What you will do: Each line from the one containing "help me out?" through the end of the data is to be written out exactly, and nothing more.

(Spatial localization data)
◇ ◇ ◇

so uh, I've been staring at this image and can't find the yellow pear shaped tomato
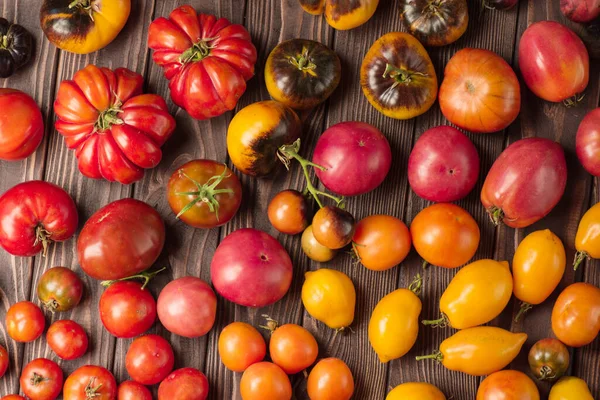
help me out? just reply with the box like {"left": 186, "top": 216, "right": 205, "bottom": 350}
{"left": 422, "top": 259, "right": 512, "bottom": 329}
{"left": 302, "top": 269, "right": 355, "bottom": 330}
{"left": 574, "top": 202, "right": 600, "bottom": 270}
{"left": 416, "top": 326, "right": 528, "bottom": 376}
{"left": 513, "top": 229, "right": 566, "bottom": 320}
{"left": 386, "top": 382, "right": 446, "bottom": 400}
{"left": 369, "top": 276, "right": 422, "bottom": 363}
{"left": 549, "top": 377, "right": 594, "bottom": 400}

◇ ◇ ◇

Output for this exercise:
help me out? just reply with the box like {"left": 186, "top": 216, "right": 205, "bottom": 350}
{"left": 422, "top": 259, "right": 512, "bottom": 329}
{"left": 302, "top": 269, "right": 355, "bottom": 330}
{"left": 574, "top": 202, "right": 600, "bottom": 270}
{"left": 416, "top": 326, "right": 528, "bottom": 376}
{"left": 513, "top": 229, "right": 566, "bottom": 320}
{"left": 386, "top": 382, "right": 446, "bottom": 400}
{"left": 369, "top": 276, "right": 422, "bottom": 363}
{"left": 549, "top": 377, "right": 594, "bottom": 400}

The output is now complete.